By Ravikiran Shinde
18 April, 2008
Jat leader Mahendra Singh Tikait finally surrendered meekly before the court after resisting arrest by UP Police. The dust has finally settled two weeks after his castiest remarks but it has raised a serious question. How ‘normal’ is the casteist abuse in day to day life of Dalits? If a chief minister can be abused publicly, what does it speak of common Dalits?
Here’s the UP recap. A 73-year old farmers’ leader Tikait stuns everyone when he abuses UP chief minister Mayawati by her caste in a public rally and attracts punishment under the SC/ST (prevention) Act. All Political parties barring CPM’s Brinda Karat either keep mum or support Tikait. Home minister of State Jaiswal supports Tikait on this issue. No condemnation of Tikait comes from Congress or the BJP.
The stage was set for the UP CM to act vengeance treating this as a personal matter. But she did not do a Jayalalitha to handcuff the ageing leader from his home in the wee hours. Instead, she followed the shrewd strategy. When BKU leader defied arrest in Sisauli, she surrounded the village with police. Faced with a pressure cooker situation, Mr. Tikait apologized for his comments calling Mayawati ‘child-like’ before surrendering.
Mayawati finally prevailed by sending right message across but what about the common Dalits who face overt and covert abuse day in and day out? Whether it is in the movies, literature, TV serials or friends circle?
Let me keep the violence and rapes on the lower castes out of the scope of this article and focus on the “soft” abuse. Ask a Dalit and he/she will tell you how prevalent it is. Scheduled castes’ names are still referred as a symbol of evil. The insult is often a sugar coated bitter pill and is so subtle, only a lower caste person will be able to identify it. The Marathi movies and plays regularly use a dialogue “Chandal-chaukadi” to denote group of four bad guys. Chambhar chaukashya (ill inquiries) is prevalent in Marathi conversation. “Mahar-wada” - the outskirts where Mahars still live - is used by the middle and upper castes to imply filthy conditions.
And then there is palpable abuse. The entire ‘elite class’ of India invariably uses words like Chandal, Bhangi, Chamar to indicate anything that is evil, unpleasant or waste. Most of them are unaware their act might result in arrest. I recall one of my well educated friends using the word “Bhangi” to tease and vex his upper-caste Hindu friend for being useless. When I confronted him on the usage of the word, he felt apologetic. But not all abusers are apologetic. The abusers have become smarter. Instead of hurling abuse straight at someone of lower caste, they use lower caste names to denote platitudes for a third person who is normally not in the conversation. But a modern India also witnessed a castiest Manager M.K Hathi of Air India abusing the aspiring hostess from Scheduled castes and tribes by commenting that untouchable’s girls were unsuitable to become air hostesses (Indian Express, 19th Feb 2004).

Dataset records
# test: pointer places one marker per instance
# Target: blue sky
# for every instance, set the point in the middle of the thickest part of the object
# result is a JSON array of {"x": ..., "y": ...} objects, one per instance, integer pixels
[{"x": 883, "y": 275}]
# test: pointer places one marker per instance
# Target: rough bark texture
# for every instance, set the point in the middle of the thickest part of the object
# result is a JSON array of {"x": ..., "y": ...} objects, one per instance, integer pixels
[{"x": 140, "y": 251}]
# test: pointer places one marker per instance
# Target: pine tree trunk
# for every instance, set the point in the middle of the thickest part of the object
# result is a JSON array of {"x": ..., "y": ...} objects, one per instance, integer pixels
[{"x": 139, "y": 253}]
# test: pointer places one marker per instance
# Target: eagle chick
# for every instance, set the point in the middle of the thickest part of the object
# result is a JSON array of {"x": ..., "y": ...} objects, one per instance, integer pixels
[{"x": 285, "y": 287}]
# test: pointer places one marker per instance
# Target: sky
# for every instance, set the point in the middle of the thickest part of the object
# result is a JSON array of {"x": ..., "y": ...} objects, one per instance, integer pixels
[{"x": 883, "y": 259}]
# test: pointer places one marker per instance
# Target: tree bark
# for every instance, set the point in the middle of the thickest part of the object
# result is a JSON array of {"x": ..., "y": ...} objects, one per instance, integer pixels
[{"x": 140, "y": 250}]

- REQUIRED ACTIONS
1. Repeat everything in the article on casteist abuse from "By Ravikiran Shinde" down to "of common Dalits?".
2. Answer these questions about the article on casteist abuse:
(a) How old is Tikait?
(b) Which politician is named as the one exception among the parties that kept mum or supported Tikait?
(c) What word did the author's well-educated friend use to tease his upper-caste Hindu friend?
3. Go on with the article on casteist abuse from the point where it stops.
The listing has no connection to the article on casteist abuse.

- RESPONSES BY TASK
1.
By Ravikiran Shinde
18 April, 2008
Jat leader Mahendra Singh Tikait finally surrendered meekly before the court after resisting arrest by UP Police. The dust has finally settled two weeks after his castiest remarks but it has raised a serious question. How ‘normal’ is the casteist abuse in day to day life of Dalits? If a chief minister can be abused publicly, what does it speak of common Dalits?

2.
(a) 73 years old
(b) Brinda Karat of the CPM
(c) "Bhangi"

3.
Students in top institutions admitted under reservation are referred by an abusive word “scheddu” (short form of Scheduled Caste) in top educational institutions in India. Those in the Government jobs are privately pronounced as “son-in-laws” of the Government. In a shocking report submitted to the union government on caste apartheid in AIIMS- India’s premier institute, the Sukhdeo Thorat committee has found that each and every Dalit student in the institute has been a victim of caste-based ragging, abuse and isolation (The Telegraph, 7th May 2007).
Worst of all these, in villages, the abuse is blunt, straight forward and directed at Dalits in full public view and often resulting in physical assault. This is precisely what Tikait calls “just a normal village-talk” while defending his abusive hurls. The famous Kherlanji Dalit massacre is a perfect case.
Shame, our education does not teach the social necessities of respecting every human being – particularly the lower caste who had faced discrimination for centuries. Ironically, it is the professionals – the higher echelon of the society – who are the leading culprits hurling caste abuses that seem to come natural to them.
‘Harijan’ which is considered by Dalits as an insulting connotation is now banned by government of UP and Orissa. The Indian constitution recognizes SC and ST and not harijan and yet the government documents, police reports and even News media reports use this word adding insult to the injury.
It is about time we closely look at not just the law and its strict enforcement but the general awareness about caste abuse. More such high profile Tikaits’ getting ‘treated’ will really help this cause.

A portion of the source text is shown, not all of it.